## Records for this task
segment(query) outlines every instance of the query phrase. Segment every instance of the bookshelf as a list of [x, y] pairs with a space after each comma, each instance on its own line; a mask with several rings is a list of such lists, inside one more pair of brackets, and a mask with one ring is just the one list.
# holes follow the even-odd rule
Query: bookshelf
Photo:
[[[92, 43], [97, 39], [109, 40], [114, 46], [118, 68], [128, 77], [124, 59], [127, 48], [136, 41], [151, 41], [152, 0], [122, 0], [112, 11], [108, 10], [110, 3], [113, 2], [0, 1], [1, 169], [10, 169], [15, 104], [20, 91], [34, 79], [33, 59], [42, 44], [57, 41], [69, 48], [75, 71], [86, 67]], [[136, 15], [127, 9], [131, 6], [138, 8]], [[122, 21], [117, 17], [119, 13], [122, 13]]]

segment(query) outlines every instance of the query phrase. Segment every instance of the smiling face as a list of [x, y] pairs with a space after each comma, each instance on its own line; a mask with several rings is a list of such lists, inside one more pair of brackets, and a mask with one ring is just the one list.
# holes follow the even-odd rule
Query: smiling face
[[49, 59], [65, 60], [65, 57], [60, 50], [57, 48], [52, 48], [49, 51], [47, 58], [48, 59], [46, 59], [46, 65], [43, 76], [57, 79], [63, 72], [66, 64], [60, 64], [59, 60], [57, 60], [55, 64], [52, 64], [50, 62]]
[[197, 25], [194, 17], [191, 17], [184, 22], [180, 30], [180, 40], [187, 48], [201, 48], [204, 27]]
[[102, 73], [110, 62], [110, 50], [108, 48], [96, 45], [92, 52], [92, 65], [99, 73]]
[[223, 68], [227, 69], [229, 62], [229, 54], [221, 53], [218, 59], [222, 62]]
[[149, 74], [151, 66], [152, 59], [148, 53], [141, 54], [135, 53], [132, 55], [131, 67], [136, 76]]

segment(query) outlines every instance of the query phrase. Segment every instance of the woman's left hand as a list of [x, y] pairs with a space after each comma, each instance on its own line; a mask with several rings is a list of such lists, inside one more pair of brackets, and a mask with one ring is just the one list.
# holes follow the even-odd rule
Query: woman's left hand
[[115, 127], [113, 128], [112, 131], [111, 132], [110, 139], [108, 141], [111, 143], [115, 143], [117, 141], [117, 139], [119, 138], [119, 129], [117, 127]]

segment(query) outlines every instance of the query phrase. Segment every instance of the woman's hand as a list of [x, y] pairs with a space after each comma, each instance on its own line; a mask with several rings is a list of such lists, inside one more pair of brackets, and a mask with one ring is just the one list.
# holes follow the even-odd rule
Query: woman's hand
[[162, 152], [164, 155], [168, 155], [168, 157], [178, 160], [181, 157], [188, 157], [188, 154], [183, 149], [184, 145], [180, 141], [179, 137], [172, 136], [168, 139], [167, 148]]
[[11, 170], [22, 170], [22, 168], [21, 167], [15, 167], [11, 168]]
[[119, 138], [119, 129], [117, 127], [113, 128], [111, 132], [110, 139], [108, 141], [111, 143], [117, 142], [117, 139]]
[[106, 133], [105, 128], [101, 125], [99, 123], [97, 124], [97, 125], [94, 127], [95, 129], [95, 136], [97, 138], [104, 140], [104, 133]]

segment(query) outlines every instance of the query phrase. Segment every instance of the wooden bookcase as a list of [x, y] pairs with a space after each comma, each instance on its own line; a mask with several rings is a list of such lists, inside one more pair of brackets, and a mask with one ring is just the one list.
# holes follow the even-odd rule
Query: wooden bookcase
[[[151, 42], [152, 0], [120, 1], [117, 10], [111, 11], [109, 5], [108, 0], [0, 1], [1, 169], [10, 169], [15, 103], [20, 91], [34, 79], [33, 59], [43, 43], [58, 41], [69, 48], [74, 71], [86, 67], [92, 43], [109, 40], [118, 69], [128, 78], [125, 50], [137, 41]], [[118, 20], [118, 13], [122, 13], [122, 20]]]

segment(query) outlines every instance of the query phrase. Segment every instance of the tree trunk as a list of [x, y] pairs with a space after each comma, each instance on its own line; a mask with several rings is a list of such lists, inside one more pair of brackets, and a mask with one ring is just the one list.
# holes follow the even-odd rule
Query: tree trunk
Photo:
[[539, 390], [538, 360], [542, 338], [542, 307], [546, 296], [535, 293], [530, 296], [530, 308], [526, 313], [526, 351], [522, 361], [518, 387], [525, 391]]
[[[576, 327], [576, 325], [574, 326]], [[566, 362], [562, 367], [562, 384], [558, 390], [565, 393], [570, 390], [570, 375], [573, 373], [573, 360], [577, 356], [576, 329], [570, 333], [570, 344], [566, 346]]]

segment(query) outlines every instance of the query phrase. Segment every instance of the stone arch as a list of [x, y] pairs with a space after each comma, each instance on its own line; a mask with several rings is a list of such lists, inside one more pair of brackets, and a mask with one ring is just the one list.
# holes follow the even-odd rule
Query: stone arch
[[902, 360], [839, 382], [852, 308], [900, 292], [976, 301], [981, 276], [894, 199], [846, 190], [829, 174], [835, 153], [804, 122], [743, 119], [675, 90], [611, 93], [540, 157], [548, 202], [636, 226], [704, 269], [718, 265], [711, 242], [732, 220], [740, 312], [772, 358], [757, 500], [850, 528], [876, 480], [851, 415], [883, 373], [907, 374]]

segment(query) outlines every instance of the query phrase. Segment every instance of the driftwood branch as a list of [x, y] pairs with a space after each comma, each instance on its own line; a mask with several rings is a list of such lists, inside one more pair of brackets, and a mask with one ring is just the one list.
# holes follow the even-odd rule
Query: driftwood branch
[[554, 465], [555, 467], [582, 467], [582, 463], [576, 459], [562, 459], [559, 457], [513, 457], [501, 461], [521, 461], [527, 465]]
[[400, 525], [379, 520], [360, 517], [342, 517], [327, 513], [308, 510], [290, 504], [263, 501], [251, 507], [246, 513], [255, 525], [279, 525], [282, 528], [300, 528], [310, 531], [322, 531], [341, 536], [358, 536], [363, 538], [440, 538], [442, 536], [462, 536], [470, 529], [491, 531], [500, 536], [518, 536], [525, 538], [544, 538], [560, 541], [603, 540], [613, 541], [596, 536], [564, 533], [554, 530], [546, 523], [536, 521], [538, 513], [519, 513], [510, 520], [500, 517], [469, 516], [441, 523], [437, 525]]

## Work instructions
Reproduce the listing above, substituting "search phrase" for every occurrence of "query phrase" and leaving everything else as it is.

## Task output
segment(query) outlines every instance of the search phrase. Segment every instance of the bookshelf as a list of [x, y] pairs with a space after each comma, each instance on its own line; a mask with several rings is a list of such lists, inside one more pair of brackets, and a mask with one ring is just the one list.
# holes follow the even-odd rule
Query: bookshelf
Photo:
[[[92, 43], [97, 39], [109, 40], [114, 46], [118, 68], [128, 77], [124, 59], [127, 48], [136, 41], [151, 41], [152, 0], [122, 0], [112, 11], [108, 10], [110, 3], [113, 2], [0, 1], [1, 169], [10, 169], [15, 104], [20, 91], [34, 79], [33, 59], [42, 44], [57, 41], [69, 48], [75, 71], [86, 67]], [[136, 15], [127, 9], [131, 6], [138, 8]], [[122, 21], [117, 17], [119, 13], [122, 13]]]

segment(query) outlines every instance of the search phrase. Segment every instance of the smiling face as a list of [x, y] pairs with a space after each comma, each instance on its own line; a mask with several rings is a list of such lists, inside one more pair of brackets, and a mask with one ring is just the one list.
# holes follow the even-odd rule
Query: smiling face
[[49, 59], [65, 60], [65, 57], [60, 50], [57, 48], [52, 48], [49, 51], [47, 58], [48, 59], [46, 59], [46, 65], [43, 76], [57, 79], [63, 72], [66, 64], [60, 64], [59, 60], [57, 60], [55, 64], [52, 64], [50, 62]]
[[197, 25], [194, 17], [191, 17], [184, 22], [180, 30], [180, 40], [187, 48], [201, 48], [204, 27]]
[[102, 73], [110, 62], [110, 50], [108, 48], [96, 45], [92, 52], [92, 65], [99, 73]]
[[223, 68], [227, 69], [229, 62], [229, 54], [221, 53], [218, 59], [222, 62]]
[[149, 74], [151, 66], [152, 59], [148, 53], [141, 54], [135, 53], [132, 55], [131, 67], [136, 76]]

segment(query) outlines every instance of the search phrase. Segment every instance of the woman's left hand as a list of [x, y] pairs with a space after each comma, each instance on its own line; a mask with several rings is a list of such lists, inside one more pair of brackets, and a mask with one ring is just the one list.
# holes follow the even-odd rule
Query: woman's left hand
[[115, 127], [113, 128], [112, 131], [111, 132], [110, 139], [108, 141], [111, 143], [115, 143], [117, 141], [117, 139], [119, 138], [119, 129], [117, 127]]

segment(query) outlines every instance of the search phrase. Segment every instance of the woman's hand as a list of [x, y] pairs with a space after each comma, each instance on its own line; a mask with several rings is a list of such lists, inside one more pair of brackets, and a mask with one ring is just the one list.
# holes follow the even-odd rule
Query: woman's hand
[[162, 152], [164, 155], [168, 155], [168, 157], [178, 160], [181, 157], [188, 157], [188, 154], [183, 149], [184, 145], [180, 141], [179, 137], [172, 136], [168, 139], [167, 148]]
[[11, 170], [22, 170], [22, 168], [21, 167], [15, 167], [11, 168]]
[[119, 138], [119, 129], [117, 127], [113, 128], [111, 132], [110, 139], [108, 141], [111, 143], [117, 142], [117, 139]]
[[106, 133], [105, 128], [101, 125], [99, 123], [97, 124], [97, 125], [94, 127], [95, 129], [95, 136], [97, 138], [104, 140], [104, 133]]

segment(query) outlines every instance of the search phrase. Segment every instance of the wooden bookcase as a list of [x, y] pairs with a space after each comma, each instance on its own line; a mask with several rings is a list of such lists, inside one more pair of brackets, and a mask with one ring is just the one list.
# holes follow the even-odd rule
Query: wooden bookcase
[[[151, 42], [152, 0], [120, 1], [117, 10], [111, 11], [109, 5], [108, 0], [0, 1], [1, 169], [10, 169], [15, 103], [20, 91], [34, 79], [33, 59], [43, 43], [58, 41], [69, 48], [74, 71], [86, 67], [92, 43], [109, 40], [118, 69], [128, 78], [125, 50], [137, 41]], [[118, 20], [118, 13], [122, 13], [122, 20]]]

segment(query) outlines every instance of the search phrase. Segment every instance of the tree trunk as a list of [x, y] pairs with a space after each comma, each instance on its own line; a mask with several rings is a list of such lists, inside one more pair of brackets, and a mask with one ring is just the one list.
# holes follow the even-odd rule
Query: tree trunk
Photo:
[[539, 390], [538, 360], [542, 338], [542, 307], [546, 296], [535, 293], [530, 296], [530, 308], [526, 313], [526, 351], [522, 361], [518, 387], [525, 391]]
[[[576, 327], [576, 325], [574, 326]], [[566, 362], [562, 367], [562, 384], [558, 390], [565, 393], [570, 390], [570, 375], [573, 373], [573, 360], [577, 356], [576, 329], [570, 333], [570, 344], [566, 346]]]

segment(query) outlines every instance of the search phrase. Segment every instance of the stone arch as a list of [x, y] pairs with a space after each comma, each instance on its own line; a mask with several rings is a list of such lists, inside one more pair of brackets, and a mask with one ring is just the one list.
# holes follow the even-odd rule
Query: stone arch
[[902, 360], [839, 382], [852, 308], [900, 292], [976, 301], [981, 276], [894, 199], [846, 190], [829, 174], [835, 153], [804, 122], [743, 119], [675, 90], [611, 93], [540, 157], [548, 202], [636, 226], [704, 269], [718, 265], [711, 242], [732, 220], [740, 312], [772, 358], [757, 500], [850, 528], [876, 480], [851, 415], [883, 373], [907, 374]]

segment(query) outlines every instance of the search phrase. Segment every instance of the driftwood branch as a list of [x, y] pairs with a space after each comma, each instance on its own line; a mask with several rings is a list of such lists, inside one more pair of brackets, and a mask with one ring is just the one list.
# holes follow the even-odd rule
Query: driftwood branch
[[554, 465], [555, 467], [582, 467], [582, 463], [576, 459], [562, 459], [559, 457], [513, 457], [501, 461], [521, 461], [527, 465]]
[[400, 525], [379, 520], [360, 517], [342, 517], [327, 513], [308, 510], [290, 504], [263, 501], [251, 507], [246, 513], [255, 525], [279, 525], [282, 528], [300, 528], [310, 531], [322, 531], [341, 536], [358, 536], [363, 538], [440, 538], [442, 536], [462, 536], [470, 529], [491, 531], [500, 536], [518, 536], [525, 538], [544, 538], [560, 541], [603, 540], [613, 541], [596, 536], [564, 533], [554, 530], [546, 523], [536, 521], [538, 513], [519, 513], [510, 520], [500, 517], [469, 516], [441, 523], [437, 525]]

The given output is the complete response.